▶ **Supplied text**:
******************************

Missed edit:
Also, you made the claim that Bork’s seat was stolen so it seems to me it is up to you to defend that claim and not fob it off on someone else.
Missed edit:
Also, you made the claim that Bork’s seat was stolen so it seems to me it is up to you to defend that claim and not fob it off on someone else.
There’s no point in arguing against Bricker, because he doesn’t argue in good faith, he just acts as the defense attorney for the Republican party. Any tactic, any obfuscation, any distortion, doesn’t matter. And he justifies his tactics to himself, because he’s just acting as an zealous advocate for his client, so anything goes.
Now that I’ve had a chance to think about it, it’s a deal.
In the White House, Nixon’s exhumed corpse and the quite alive Al Gore split the Presidential duties. On the Supreme Court, we replace Justices Gorsuch and Kennedy with Merrick Garland and Robert Bork’s corpse. I’d even let Trump pick Bork’s corpse’s replacement - could be Gorsuch, could be some other Federalist Society-approved judge - before the Nixon/Gore tandem take over.
No. My actual claim was not explicitly stated, but here it is: If Garland’s seat was “stolen,” then so was Bork’s.
Do you understand now?
Translation: “There’s no point in arguing against Bricker, because he beats us like rented mules.”
Then so was every other rejected SCOTUS nominee. Since World War II, that would include G. Harrold Carswell and Clement Haynsworth, but I guess that waters down your argument, reducing whatever significance it might once have had and which I’ve never been able to figure out, personally.
No I do not understand because:
That looks like an explicit claim, by you, that Bork’s seat was stolen. It is not ambiguous and it was not qualified that “if” Garland’s seat was stolen than so was Bork’s. You made a flat statement of fact (that is wrong).
I also noted that Garland’s seat was not stolen. Obama’s nomination was stolen.
Uh… Bricker’s argument is a bit sarcastic.
If Garland’s seat was “stolen,” then so was Bork’s. But it seems that **Bricker **does not believe that Garland’s seat was stolen and, ergo, neither was Bork’s.
Should the Senate have sucked it up and at least had a hearing on Garland before voting him down? Politically, perhaps. **Bricker **has argued that there is really little practical difference between outright refusal to hold hearings and a vote or holding sham hearings before rejection. If the result is pre-ordained then the outcome is the same.
I was one of those rather active in threads shooting down the notion that the Garland treatment was “unprecedented”. It wasn’t. I do think the Senate should have had an up or down vote, but agree the Senate was absolutely within their right not to do so and historically nominees have previously been subjected to such a cold shoulder. And that is a point I believe Bricker is making here again.
But it is unprecedented.
Show when another president was unable to get a SC nominee through senate hearings for a year. The distance between Bork’s nomination and Kennedy’s nomination for the same seat was four months (and there was another nominee in between there too who withdrew). Kennedy took his seat on the bench seven months after Bork being nominated.
So, despite blocking Bork it was understood the president got to nominate a guy on his side and it was all done within a reasonable time frame and Kennedy has been a stalwart conservative on the court so not like they would only confirm a liberal for the court…far from it.

******************************

▶ **Your tasks**:
#1 Could you restate the thread's paragraph beginning "Show when another president" as a short bulleted list that keeps its main facts?
#2 Can you reproduce, word for word, the part of the thread that opens with the words containing "In the White" and closes with "you understand now?"?

▶ **Raw records**:

******************************

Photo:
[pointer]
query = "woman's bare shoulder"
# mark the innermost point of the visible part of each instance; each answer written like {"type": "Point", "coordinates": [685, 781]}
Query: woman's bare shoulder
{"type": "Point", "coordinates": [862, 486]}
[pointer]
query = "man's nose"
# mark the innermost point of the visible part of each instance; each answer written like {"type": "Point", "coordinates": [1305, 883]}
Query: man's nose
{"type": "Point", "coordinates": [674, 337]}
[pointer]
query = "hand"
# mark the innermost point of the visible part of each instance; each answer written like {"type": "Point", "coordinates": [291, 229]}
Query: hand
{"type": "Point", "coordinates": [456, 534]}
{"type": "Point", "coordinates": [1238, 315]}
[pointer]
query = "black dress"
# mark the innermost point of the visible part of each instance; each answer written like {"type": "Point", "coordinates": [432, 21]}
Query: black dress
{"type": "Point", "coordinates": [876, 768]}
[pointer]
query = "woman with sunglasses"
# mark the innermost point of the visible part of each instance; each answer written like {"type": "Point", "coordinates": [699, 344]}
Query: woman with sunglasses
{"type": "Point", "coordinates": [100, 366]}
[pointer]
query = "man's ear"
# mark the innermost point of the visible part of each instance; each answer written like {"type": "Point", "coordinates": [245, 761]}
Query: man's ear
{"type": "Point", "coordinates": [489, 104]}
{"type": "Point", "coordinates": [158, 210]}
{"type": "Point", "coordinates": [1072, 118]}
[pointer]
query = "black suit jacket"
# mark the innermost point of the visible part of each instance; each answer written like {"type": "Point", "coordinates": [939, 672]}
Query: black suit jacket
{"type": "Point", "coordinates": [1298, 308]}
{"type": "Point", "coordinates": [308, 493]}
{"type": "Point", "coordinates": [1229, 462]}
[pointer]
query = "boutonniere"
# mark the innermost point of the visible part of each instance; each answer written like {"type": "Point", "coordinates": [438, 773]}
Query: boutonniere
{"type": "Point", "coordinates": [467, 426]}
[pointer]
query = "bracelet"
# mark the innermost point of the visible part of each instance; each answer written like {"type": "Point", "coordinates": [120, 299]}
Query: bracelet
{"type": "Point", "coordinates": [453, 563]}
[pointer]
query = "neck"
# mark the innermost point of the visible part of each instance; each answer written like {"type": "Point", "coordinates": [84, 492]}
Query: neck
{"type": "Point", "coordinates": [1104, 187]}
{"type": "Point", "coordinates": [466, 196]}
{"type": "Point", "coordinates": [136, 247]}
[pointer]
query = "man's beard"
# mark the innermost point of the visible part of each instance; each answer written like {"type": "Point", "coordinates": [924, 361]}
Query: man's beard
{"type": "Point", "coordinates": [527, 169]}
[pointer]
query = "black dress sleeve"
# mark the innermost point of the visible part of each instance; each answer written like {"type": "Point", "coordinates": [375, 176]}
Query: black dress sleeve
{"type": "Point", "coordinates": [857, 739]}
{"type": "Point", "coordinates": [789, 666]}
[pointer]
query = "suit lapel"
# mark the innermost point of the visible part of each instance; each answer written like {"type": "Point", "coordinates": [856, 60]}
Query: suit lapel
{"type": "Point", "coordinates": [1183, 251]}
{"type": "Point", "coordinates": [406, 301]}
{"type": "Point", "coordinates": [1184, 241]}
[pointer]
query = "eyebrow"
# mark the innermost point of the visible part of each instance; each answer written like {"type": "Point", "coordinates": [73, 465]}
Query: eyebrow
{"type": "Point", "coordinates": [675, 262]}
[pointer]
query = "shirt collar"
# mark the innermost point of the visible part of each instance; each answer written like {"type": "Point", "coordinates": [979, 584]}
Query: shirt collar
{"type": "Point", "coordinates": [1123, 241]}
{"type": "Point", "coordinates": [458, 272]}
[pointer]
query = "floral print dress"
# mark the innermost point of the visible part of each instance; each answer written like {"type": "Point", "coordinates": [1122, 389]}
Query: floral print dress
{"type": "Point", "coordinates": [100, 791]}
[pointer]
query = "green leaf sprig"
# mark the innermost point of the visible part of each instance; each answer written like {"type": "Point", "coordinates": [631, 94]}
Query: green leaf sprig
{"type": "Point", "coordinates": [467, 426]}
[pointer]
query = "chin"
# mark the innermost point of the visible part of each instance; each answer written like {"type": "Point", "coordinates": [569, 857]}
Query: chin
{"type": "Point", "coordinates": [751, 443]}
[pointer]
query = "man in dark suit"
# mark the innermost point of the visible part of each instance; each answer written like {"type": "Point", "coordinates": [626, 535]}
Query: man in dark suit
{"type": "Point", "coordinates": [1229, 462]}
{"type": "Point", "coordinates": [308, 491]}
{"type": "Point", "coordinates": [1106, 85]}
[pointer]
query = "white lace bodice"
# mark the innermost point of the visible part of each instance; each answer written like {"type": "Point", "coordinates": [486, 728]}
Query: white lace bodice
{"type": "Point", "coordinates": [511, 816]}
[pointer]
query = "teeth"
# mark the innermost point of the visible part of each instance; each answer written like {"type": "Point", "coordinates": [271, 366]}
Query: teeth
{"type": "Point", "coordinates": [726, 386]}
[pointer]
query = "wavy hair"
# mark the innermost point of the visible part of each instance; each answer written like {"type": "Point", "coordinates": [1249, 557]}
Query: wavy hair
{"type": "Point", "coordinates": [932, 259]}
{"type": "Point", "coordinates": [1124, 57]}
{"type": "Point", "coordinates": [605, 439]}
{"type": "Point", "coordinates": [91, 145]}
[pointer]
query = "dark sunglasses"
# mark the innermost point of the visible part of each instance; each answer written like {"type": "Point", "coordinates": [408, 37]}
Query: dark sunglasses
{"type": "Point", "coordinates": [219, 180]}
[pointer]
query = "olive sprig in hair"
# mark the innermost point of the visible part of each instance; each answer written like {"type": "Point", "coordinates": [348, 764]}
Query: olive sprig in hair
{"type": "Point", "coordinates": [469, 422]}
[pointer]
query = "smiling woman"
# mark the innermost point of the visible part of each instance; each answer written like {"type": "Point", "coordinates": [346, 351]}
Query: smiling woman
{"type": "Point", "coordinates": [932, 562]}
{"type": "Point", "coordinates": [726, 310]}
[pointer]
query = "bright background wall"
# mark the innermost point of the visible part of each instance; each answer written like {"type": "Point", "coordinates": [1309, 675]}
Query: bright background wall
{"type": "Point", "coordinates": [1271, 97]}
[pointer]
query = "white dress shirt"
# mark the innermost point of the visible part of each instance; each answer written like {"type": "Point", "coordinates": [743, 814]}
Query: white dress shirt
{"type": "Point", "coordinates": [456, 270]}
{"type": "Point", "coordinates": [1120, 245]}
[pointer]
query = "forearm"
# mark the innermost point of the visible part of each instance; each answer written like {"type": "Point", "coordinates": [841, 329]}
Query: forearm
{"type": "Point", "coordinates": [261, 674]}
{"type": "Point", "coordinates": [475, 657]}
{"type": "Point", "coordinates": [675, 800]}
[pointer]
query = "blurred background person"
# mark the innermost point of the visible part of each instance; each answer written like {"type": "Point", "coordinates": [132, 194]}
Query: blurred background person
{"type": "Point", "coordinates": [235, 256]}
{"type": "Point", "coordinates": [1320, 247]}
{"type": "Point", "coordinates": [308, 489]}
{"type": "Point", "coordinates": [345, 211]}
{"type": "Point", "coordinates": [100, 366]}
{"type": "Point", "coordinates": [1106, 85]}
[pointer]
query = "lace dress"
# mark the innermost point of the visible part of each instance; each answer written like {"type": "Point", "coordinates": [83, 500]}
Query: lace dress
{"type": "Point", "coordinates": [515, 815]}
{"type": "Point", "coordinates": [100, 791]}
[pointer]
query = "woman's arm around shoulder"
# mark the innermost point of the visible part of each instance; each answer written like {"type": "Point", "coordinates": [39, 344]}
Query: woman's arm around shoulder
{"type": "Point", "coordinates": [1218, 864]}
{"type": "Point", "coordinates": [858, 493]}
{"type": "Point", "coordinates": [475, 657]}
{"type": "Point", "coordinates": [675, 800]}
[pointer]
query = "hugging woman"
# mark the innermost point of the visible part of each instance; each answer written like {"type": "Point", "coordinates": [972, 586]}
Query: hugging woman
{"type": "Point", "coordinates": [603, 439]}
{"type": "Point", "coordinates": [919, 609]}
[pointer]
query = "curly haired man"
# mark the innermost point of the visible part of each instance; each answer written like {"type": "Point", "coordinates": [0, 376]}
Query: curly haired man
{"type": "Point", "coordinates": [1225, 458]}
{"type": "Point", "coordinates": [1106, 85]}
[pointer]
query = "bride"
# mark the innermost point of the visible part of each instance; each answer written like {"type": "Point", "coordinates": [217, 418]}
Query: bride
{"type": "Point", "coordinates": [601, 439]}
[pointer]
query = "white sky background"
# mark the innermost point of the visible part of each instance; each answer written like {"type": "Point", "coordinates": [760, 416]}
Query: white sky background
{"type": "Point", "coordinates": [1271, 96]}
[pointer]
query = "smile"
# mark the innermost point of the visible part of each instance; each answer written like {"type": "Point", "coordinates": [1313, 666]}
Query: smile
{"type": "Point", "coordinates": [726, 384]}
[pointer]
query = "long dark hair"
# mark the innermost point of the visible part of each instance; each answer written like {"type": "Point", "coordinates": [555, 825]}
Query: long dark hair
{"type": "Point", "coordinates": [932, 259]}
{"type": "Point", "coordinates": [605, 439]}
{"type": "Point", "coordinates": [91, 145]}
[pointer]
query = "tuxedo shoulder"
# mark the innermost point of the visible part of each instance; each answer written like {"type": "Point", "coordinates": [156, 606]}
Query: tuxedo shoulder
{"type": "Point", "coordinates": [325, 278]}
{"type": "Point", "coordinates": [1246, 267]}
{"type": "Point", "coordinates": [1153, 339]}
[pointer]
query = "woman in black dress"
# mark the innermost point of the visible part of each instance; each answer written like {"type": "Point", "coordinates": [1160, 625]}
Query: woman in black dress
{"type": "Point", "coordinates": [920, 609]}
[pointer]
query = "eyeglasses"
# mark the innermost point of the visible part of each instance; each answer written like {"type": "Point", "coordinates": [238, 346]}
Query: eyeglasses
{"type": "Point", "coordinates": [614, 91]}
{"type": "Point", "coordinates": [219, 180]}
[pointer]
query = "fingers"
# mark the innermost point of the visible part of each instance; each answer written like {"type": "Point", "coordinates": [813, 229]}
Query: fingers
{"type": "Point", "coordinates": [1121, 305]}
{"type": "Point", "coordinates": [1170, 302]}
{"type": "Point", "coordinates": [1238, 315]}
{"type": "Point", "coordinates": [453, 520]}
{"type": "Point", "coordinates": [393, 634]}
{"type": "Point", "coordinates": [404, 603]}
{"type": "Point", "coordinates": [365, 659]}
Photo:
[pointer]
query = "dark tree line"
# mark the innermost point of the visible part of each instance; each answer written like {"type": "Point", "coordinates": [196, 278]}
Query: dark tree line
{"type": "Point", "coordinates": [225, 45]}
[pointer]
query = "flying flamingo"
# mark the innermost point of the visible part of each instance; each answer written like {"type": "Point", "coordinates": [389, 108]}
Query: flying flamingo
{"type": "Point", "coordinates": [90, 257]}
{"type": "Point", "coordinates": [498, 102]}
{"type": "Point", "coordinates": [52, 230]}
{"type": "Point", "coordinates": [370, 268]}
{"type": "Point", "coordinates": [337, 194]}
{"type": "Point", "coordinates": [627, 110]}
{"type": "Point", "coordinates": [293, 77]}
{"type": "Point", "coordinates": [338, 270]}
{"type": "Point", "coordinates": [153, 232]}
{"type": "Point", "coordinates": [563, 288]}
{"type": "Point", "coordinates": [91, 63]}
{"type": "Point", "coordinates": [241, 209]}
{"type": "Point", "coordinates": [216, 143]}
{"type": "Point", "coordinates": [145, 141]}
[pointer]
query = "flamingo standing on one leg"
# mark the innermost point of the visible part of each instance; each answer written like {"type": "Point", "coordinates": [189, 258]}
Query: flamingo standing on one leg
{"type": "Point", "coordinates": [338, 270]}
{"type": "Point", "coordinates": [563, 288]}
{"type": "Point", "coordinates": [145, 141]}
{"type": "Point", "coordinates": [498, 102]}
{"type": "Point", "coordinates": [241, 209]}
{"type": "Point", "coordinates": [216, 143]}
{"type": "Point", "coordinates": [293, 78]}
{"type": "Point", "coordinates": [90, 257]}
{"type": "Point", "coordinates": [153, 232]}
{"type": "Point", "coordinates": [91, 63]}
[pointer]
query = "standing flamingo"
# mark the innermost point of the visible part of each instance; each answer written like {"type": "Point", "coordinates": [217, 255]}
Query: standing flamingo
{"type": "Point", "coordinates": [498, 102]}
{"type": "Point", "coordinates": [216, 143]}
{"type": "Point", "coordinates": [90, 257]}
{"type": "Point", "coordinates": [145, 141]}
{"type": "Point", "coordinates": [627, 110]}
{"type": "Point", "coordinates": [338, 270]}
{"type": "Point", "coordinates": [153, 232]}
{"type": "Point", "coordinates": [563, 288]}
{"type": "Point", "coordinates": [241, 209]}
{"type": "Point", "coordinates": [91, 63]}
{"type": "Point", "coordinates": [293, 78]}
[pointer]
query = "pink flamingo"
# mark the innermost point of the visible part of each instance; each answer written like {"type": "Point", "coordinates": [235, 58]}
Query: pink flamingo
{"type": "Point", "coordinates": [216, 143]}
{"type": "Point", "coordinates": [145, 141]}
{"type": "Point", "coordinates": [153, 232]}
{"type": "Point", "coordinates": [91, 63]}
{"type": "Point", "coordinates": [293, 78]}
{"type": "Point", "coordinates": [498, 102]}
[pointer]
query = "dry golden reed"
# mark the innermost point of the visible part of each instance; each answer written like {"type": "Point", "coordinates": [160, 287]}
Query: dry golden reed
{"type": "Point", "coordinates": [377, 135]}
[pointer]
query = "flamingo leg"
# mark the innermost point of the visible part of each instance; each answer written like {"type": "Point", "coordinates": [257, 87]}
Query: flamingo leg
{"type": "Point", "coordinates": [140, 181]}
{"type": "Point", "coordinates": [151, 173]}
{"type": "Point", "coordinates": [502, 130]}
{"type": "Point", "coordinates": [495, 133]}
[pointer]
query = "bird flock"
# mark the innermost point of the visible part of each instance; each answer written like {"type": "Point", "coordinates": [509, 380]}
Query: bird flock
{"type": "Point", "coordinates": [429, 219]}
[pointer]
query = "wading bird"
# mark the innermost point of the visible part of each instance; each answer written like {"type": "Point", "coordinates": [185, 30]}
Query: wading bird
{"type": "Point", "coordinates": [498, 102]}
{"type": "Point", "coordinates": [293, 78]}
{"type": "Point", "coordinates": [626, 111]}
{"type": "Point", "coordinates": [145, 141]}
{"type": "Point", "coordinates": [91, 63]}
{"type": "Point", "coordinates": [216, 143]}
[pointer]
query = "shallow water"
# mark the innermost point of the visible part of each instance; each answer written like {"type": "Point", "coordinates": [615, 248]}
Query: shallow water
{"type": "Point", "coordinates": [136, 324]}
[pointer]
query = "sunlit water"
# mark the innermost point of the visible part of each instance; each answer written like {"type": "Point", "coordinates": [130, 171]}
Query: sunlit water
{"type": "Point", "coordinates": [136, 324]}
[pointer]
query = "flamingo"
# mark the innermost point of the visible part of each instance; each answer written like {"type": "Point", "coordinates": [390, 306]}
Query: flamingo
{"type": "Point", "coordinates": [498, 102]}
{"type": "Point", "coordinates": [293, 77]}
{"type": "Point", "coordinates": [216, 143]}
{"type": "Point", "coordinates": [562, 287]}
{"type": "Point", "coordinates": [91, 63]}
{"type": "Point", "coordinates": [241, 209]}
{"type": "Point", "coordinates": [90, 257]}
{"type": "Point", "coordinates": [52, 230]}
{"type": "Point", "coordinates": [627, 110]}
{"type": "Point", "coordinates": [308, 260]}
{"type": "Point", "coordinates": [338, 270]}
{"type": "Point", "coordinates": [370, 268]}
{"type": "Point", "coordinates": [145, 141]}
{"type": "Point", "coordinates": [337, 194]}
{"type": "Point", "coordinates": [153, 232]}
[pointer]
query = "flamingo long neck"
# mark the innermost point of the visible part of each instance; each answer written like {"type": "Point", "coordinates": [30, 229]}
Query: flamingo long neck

******************************

▶ **Outputs**:
#1
- The writer challenges others to name another president who could not get a Supreme Court nominee through Senate hearings for a year.
- Bork's nomination and Kennedy's nomination for the same seat were four months apart.
- Another nominee came between them and withdrew.
- Kennedy took his seat seven months after Bork was nominated.

#2
In the White House, Nixon’s exhumed corpse and the quite alive Al Gore split the Presidential duties. On the Supreme Court, we replace Justices Gorsuch and Kennedy with Merrick Garland and Robert Bork’s corpse. I’d even let Trump pick Bork’s corpse’s replacement - could be Gorsuch, could be some other Federalist Society-approved judge - before the Nixon/Gore tandem take over.
No. My actual claim was not explicitly stated, but here it is: If Garland’s seat was “stolen,” then so was Bork’s.
Do you understand now?